Point labels for objects:
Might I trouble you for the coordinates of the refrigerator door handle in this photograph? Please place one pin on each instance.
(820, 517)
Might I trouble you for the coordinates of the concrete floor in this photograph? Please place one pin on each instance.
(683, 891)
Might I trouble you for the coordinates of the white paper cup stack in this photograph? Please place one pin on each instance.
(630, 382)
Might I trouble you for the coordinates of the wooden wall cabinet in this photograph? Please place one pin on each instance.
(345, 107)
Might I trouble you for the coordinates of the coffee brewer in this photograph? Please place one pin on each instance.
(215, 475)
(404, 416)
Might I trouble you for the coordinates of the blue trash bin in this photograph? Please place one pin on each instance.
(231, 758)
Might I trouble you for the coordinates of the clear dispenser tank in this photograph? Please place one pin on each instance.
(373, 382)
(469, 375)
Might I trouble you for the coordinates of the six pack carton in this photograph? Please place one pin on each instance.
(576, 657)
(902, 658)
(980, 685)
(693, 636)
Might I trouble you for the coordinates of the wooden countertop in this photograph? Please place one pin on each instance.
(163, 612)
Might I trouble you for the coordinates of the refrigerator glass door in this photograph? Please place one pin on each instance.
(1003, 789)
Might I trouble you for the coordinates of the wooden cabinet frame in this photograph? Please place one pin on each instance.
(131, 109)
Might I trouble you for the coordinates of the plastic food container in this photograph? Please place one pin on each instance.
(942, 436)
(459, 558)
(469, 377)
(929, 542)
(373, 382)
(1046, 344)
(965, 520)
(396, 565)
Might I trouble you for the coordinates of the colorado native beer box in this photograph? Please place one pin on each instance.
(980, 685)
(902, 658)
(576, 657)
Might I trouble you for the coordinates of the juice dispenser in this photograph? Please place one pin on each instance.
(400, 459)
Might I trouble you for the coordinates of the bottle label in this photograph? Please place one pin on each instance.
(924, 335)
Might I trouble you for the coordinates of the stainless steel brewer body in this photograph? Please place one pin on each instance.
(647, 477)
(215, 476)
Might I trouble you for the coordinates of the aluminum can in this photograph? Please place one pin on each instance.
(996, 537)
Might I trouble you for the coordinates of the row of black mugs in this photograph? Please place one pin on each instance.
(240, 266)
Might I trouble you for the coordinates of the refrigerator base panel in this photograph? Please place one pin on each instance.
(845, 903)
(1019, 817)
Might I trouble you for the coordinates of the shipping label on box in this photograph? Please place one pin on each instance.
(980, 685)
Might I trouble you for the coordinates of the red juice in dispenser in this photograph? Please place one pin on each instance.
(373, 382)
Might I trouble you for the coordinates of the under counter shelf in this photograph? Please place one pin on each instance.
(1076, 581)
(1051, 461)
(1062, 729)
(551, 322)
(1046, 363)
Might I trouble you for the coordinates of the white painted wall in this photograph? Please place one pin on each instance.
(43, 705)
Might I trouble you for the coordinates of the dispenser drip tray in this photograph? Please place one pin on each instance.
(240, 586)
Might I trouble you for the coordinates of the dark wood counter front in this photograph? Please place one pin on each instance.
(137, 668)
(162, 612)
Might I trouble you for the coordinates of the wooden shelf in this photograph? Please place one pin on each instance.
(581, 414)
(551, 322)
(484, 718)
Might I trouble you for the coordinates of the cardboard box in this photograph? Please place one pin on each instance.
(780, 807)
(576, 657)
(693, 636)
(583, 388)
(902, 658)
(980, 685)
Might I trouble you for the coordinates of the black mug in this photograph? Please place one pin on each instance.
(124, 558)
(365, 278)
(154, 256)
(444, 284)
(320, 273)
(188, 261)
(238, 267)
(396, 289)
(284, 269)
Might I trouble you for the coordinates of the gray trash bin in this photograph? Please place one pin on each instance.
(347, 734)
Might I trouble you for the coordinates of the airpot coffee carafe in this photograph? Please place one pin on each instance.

WRITTEN REQUEST:
Render each line of the entries above as a Markdown table with two columns, Row and Line. Number the rows in order and omit any blank lines.

PROBLEM SOLUTION:
| Row | Line |
|---|---|
| 1 | Might I trouble you for the coordinates of the refrigerator door handle in this photograph? Please place one pin on each instance. |
| 2 | (820, 517) |
| 3 | Might I trouble you for the coordinates of the concrete floor in this photograph? Please place one pin on each instance. |
| 4 | (683, 891) |
| 5 | Might I trouble you for the coordinates of the white paper cup stack in this photograph? Please place one pin on each instance. |
| 6 | (630, 382) |
| 7 | Might I trouble you for the coordinates of the wooden wall cabinet in this photograph? Please place one pin on each instance. |
| 8 | (345, 107) |
| 9 | Might I trouble you for the coordinates of the coffee brewer in this photograph? Please place one pin on each instance. |
| 10 | (215, 475) |
| 11 | (404, 416) |
| 12 | Might I trouble you for the coordinates of the blue trash bin in this photograph? Please place one pin on each instance. |
| 13 | (231, 758) |
| 14 | Might I trouble you for the coordinates of the clear dispenser tank in this photograph? Please place one pin on each instance. |
| 15 | (373, 382) |
| 16 | (469, 375) |
| 17 | Might I trouble you for the coordinates of the six pack carton in this photograph? Please place one pin on each instance. |
| 18 | (576, 657) |
| 19 | (902, 658) |
| 20 | (980, 685) |
| 21 | (693, 636) |
| 22 | Might I trouble you for the coordinates of the wooden countertop in this photograph? Please place one pin on each instance. |
| 23 | (163, 612) |
| 24 | Might I trouble you for the coordinates of the refrigerator glass door in this photograph? Please place one pin on each instance. |
| 25 | (1003, 789) |
| 26 | Might I trouble you for the coordinates of the wooden cabinet frame in this photograph? Please place one pin on each instance. |
| 27 | (131, 109) |
| 28 | Might I trouble you for the coordinates of the plastic food container in this photograph? Please place one pin on each instance. |
| 29 | (942, 436) |
| 30 | (459, 558) |
| 31 | (469, 377) |
| 32 | (929, 542) |
| 33 | (373, 382) |
| 34 | (1046, 344) |
| 35 | (965, 520) |
| 36 | (396, 565) |
| 37 | Might I trouble you for the coordinates of the colorado native beer box in this photograph? Please place one pin on each instance. |
| 38 | (980, 685) |
| 39 | (902, 658) |
| 40 | (576, 657) |
| 41 | Might I trouble you for the coordinates of the juice dispenser in this photograph? Please place one pin on each instance. |
| 42 | (400, 459) |
| 43 | Might I trouble you for the coordinates of the bottle label in this photograph? Please place one pin on each instance. |
| 44 | (924, 335) |
| 45 | Might I trouble you for the coordinates of the stainless steel brewer body in this photograph? Please place one pin on each instance. |
| 46 | (647, 477) |
| 47 | (215, 476) |
| 48 | Might I trouble you for the coordinates of the aluminum can in this photograph? Please place one pin on each instance. |
| 49 | (996, 537) |
| 50 | Might I trouble you for the coordinates of the row of black mugs in this photograph? Please place one pin on each instance. |
| 51 | (240, 266) |
| 52 | Might I trouble you for the coordinates of the refrigerator base panel in this photograph? Please place one pin on each instance. |
| 53 | (845, 903) |
| 54 | (1019, 817) |
| 55 | Might I trouble you for the coordinates of the shipping label on box in this photograph? Please place one pin on each instance. |
| 56 | (980, 685) |
| 57 | Might I trouble you for the coordinates of the red juice in dispenser in this photograph? Please place one pin on each instance. |
| 58 | (373, 382) |
| 59 | Might I trouble you for the coordinates of the under counter shelf in this photograph? Please place one pin on each instance. |
| 60 | (1076, 581) |
| 61 | (1051, 461) |
| 62 | (1062, 729) |
| 63 | (551, 322) |
| 64 | (1046, 363) |
| 65 | Might I trouble you for the coordinates of the white painted wall in this photograph? Please place one pin on each instance. |
| 66 | (43, 705) |
| 67 | Might I trouble you for the coordinates of the dispenser drip tray in this photograph? Please place one pin on each instance. |
| 68 | (240, 586) |
| 69 | Might I trouble you for the coordinates of the dark wood counter front in this photograph? Please place one pin on each instance. |
| 70 | (137, 668) |
| 71 | (162, 612) |
| 72 | Might I trouble you for the coordinates of the wooden shelf in this photograph? Please place one pin on each instance. |
| 73 | (581, 414) |
| 74 | (551, 322) |
| 75 | (484, 718) |
| 76 | Might I trouble you for the coordinates of the cardboard box in this photograph? Please place one pin on each instance. |
| 77 | (780, 807) |
| 78 | (576, 657) |
| 79 | (693, 636) |
| 80 | (583, 388) |
| 81 | (902, 658) |
| 82 | (980, 685) |
| 83 | Might I trouble you for the coordinates of the black mug in this photograph? Please place one pin on each instance. |
| 84 | (124, 558) |
| 85 | (365, 278) |
| 86 | (154, 256) |
| 87 | (444, 284) |
| 88 | (320, 273) |
| 89 | (188, 261) |
| 90 | (238, 267) |
| 91 | (396, 289) |
| 92 | (284, 269) |
| 93 | Might I trouble you for the coordinates of the gray trash bin in this photograph? Please place one pin on each instance. |
| 94 | (347, 734) |
| 95 | Might I trouble you for the coordinates of the airpot coffee carafe in this photograph? Please place one pin on each instance. |